Given records: Begin
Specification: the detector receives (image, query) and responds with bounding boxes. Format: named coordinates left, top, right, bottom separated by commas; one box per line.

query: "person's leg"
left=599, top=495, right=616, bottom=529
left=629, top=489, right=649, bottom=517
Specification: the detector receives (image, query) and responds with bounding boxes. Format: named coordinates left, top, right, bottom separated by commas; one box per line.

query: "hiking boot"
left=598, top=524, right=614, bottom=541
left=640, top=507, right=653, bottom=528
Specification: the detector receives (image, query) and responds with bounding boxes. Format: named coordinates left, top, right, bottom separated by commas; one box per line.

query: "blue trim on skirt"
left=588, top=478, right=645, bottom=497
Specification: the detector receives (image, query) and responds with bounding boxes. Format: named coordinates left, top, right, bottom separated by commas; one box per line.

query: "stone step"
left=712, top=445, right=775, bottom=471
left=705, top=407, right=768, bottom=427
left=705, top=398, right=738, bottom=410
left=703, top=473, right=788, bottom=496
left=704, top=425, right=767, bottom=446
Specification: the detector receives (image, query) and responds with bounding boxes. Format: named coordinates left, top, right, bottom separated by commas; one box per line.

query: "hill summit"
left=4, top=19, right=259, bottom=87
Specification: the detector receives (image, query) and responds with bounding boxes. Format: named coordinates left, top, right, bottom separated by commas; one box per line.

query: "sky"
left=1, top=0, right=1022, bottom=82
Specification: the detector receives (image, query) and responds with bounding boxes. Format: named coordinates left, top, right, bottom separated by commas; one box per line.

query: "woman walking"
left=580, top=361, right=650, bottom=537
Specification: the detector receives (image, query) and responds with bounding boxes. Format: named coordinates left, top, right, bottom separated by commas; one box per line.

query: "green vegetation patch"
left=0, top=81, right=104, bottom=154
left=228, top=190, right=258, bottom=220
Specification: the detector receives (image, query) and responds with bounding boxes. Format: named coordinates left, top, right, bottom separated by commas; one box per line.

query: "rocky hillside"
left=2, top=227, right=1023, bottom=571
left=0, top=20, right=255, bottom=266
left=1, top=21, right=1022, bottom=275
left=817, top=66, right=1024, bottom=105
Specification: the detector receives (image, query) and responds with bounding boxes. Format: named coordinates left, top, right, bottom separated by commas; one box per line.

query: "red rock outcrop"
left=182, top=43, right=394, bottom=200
Given records: End
• [Work request] Every record above should be written out exactly.

• [Written solution]
Specification: the detector receives (image, query) and responds with bounding boxes. Format: named coordinates left, top, right, bottom separated by commas; one box per line.

query: "person's leg"
left=599, top=495, right=616, bottom=529
left=629, top=489, right=649, bottom=517
Specification: the detector receives (image, query) and responds with bounding boxes. Format: named coordinates left, top, right, bottom separated by commas; one box per line.

query: "hiking boot"
left=598, top=524, right=614, bottom=541
left=640, top=507, right=653, bottom=528
Specification: the detector receives (image, query) and responds with bounding boxes. Format: named coordinates left, top, right, bottom separated by commas; one box per line.

query: "blue trim on skirt"
left=588, top=478, right=645, bottom=497
Specification: the detector receives (image, query) and responds with bounding boxes. Format: named coordinates left, top, right, bottom separated by commas; one box per line.

query: "stone step"
left=712, top=445, right=775, bottom=471
left=705, top=407, right=768, bottom=427
left=705, top=398, right=738, bottom=410
left=703, top=473, right=788, bottom=496
left=704, top=425, right=767, bottom=446
Specification: the detector receives (image, query) and responds with bounding boxes. Format: named coordinates left, top, right, bottom separated by commas; one box per line.

query: "hill summit"
left=4, top=19, right=259, bottom=87
Specification: the detector receives (image, query) and responds with bounding boxes. Format: named coordinates left, top, right, bottom separated by commas; one box per line.

query: "sky"
left=1, top=0, right=1022, bottom=82
Specification: the detector receives (image, query) and responds with bounding boxes. Format: named coordinates left, top, right, bottom separated by commas; one box per line.

query: "woman walking"
left=580, top=361, right=650, bottom=537
Specification: the detector receives (image, query) and responds with bounding boxes. Format: named coordinates left, top, right, bottom separated by commas; one box per line.

query: "green vegetation patch"
left=0, top=81, right=104, bottom=154
left=228, top=190, right=258, bottom=220
Specification: the detector receives (image, query) and responds with bounding boxes. Format: named coordinates left, top, right, bottom separated by commas; one box per line.

query: "rocky hillside"
left=2, top=227, right=1023, bottom=571
left=0, top=20, right=255, bottom=266
left=1, top=21, right=1022, bottom=275
left=817, top=66, right=1024, bottom=105
Specification: the detector receives (image, query) and responds with bounding boxes. Format: named coordinates left, top, right, bottom separated by commas; one box per line.

query: "red rock outcrop"
left=182, top=43, right=394, bottom=200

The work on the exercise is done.